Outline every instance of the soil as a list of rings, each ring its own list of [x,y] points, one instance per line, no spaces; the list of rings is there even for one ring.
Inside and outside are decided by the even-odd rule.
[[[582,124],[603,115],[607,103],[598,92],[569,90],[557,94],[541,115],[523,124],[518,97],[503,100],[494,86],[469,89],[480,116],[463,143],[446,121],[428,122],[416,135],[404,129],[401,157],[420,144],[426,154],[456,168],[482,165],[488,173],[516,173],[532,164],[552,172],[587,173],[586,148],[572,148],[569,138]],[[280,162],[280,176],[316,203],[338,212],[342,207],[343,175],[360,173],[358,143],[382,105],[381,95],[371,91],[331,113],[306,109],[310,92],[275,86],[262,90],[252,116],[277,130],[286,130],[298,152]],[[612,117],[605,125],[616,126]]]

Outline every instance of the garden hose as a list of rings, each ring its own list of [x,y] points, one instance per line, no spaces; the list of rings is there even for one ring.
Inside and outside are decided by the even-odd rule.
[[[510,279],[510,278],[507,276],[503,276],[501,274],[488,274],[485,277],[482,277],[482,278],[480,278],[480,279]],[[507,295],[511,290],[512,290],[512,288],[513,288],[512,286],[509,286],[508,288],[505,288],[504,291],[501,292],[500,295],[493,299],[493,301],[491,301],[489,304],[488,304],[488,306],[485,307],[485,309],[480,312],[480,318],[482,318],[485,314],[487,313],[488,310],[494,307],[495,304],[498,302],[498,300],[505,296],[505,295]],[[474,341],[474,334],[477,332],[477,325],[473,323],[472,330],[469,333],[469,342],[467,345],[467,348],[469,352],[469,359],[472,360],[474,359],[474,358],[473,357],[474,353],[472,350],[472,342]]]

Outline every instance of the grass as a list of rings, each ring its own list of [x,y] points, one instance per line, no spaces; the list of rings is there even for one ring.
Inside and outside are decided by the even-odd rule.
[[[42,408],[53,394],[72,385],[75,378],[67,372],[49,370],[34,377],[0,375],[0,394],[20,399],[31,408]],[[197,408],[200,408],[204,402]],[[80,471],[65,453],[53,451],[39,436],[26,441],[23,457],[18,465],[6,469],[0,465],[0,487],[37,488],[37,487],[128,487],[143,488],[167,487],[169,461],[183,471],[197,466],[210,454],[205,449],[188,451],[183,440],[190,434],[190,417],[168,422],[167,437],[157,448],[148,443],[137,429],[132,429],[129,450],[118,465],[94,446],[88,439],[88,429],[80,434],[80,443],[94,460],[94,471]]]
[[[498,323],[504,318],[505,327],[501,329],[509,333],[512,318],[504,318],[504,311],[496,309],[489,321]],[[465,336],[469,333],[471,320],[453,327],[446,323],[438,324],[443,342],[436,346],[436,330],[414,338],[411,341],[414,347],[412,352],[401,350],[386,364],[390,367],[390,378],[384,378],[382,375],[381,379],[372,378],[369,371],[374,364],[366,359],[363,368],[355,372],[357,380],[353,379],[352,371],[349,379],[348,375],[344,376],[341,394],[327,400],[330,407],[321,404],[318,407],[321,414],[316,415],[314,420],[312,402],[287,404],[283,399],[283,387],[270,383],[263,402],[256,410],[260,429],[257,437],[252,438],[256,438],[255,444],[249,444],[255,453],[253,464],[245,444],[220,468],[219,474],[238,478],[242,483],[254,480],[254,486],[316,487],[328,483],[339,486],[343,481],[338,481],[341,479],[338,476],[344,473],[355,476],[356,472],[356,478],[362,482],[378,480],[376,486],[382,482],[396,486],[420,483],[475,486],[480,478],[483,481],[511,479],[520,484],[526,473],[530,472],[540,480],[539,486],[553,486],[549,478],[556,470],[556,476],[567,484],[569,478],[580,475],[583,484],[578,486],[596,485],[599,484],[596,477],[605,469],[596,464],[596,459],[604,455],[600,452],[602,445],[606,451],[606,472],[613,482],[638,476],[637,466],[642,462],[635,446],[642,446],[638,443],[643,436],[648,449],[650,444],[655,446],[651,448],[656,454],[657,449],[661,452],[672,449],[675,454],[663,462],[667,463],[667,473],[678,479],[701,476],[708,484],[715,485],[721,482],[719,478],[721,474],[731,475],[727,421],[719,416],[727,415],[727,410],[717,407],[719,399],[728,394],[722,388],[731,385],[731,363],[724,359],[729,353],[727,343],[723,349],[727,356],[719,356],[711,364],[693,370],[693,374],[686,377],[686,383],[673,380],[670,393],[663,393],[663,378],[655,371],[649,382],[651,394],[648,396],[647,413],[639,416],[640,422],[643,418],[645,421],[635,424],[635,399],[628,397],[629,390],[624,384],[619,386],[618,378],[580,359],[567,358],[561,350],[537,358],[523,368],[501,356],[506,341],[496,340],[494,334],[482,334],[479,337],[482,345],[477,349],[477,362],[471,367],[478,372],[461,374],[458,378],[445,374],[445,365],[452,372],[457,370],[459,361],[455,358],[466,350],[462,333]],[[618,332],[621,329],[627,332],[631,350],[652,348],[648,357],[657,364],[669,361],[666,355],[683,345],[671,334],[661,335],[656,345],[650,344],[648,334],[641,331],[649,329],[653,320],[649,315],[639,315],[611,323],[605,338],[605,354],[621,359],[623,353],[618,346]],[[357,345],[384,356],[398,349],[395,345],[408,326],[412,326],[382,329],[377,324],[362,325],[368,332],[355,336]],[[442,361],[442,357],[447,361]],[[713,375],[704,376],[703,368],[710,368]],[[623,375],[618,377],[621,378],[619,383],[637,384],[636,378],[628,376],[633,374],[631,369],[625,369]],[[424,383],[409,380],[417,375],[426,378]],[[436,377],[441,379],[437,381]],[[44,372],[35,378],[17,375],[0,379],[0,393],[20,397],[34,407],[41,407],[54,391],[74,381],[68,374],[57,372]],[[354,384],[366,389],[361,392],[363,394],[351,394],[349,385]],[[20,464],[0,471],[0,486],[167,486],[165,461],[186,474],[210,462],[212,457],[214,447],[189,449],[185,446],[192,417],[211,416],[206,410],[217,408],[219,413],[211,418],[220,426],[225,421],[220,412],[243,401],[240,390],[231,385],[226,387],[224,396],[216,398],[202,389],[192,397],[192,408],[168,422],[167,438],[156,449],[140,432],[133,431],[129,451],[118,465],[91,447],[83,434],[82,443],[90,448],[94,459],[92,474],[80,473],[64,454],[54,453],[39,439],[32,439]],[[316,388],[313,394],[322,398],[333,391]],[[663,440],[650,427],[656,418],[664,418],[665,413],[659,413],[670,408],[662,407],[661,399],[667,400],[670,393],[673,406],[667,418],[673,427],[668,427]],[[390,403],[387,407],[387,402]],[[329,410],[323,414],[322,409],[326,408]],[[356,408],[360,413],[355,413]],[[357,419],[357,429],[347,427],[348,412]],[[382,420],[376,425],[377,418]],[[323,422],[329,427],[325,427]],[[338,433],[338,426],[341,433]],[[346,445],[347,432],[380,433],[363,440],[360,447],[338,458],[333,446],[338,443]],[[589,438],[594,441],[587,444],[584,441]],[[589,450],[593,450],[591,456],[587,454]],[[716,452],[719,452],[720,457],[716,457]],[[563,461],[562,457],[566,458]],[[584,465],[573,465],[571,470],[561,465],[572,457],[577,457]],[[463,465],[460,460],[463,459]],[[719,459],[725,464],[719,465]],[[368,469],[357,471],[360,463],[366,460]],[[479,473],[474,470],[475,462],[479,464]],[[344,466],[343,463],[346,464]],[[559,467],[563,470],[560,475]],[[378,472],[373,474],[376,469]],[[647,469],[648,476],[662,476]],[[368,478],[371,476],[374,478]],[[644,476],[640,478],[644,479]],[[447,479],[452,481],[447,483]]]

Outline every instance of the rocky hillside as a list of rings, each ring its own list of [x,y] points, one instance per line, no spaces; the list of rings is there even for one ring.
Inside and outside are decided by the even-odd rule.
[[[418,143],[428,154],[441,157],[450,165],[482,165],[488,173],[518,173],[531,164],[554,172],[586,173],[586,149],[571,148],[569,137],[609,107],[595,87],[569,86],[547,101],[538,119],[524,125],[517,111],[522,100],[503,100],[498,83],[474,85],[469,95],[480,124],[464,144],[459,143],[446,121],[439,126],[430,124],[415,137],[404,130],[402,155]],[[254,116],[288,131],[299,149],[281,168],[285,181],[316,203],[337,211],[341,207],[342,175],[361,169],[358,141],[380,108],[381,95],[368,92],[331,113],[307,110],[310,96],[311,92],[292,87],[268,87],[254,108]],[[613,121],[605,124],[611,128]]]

===

## What you are asked to do:
Copy out, unchanged, every line from the one containing "Outline every instance of the rocky" through the last of the rows, both ends included.

## Answer to the task:
Outline every instance of the rocky hillside as a list of rings, each ring its own list of [x,y] points, one instance per line, no spaces; the list of rings is there even for one ring.
Inside and outside are decided by the even-odd rule.
[[[418,143],[428,154],[441,157],[450,165],[482,165],[488,173],[518,173],[531,164],[554,172],[586,173],[586,149],[571,148],[569,137],[609,107],[595,87],[569,86],[547,101],[538,119],[524,125],[517,111],[522,100],[503,100],[498,83],[474,85],[469,95],[480,124],[464,144],[459,143],[446,121],[439,126],[430,124],[415,137],[404,130],[402,155]],[[254,116],[288,131],[299,149],[281,168],[285,181],[316,203],[337,211],[341,207],[342,175],[361,169],[358,141],[380,108],[381,95],[368,92],[331,113],[307,110],[310,96],[311,92],[292,87],[268,87],[254,108]],[[613,121],[605,124],[611,128]]]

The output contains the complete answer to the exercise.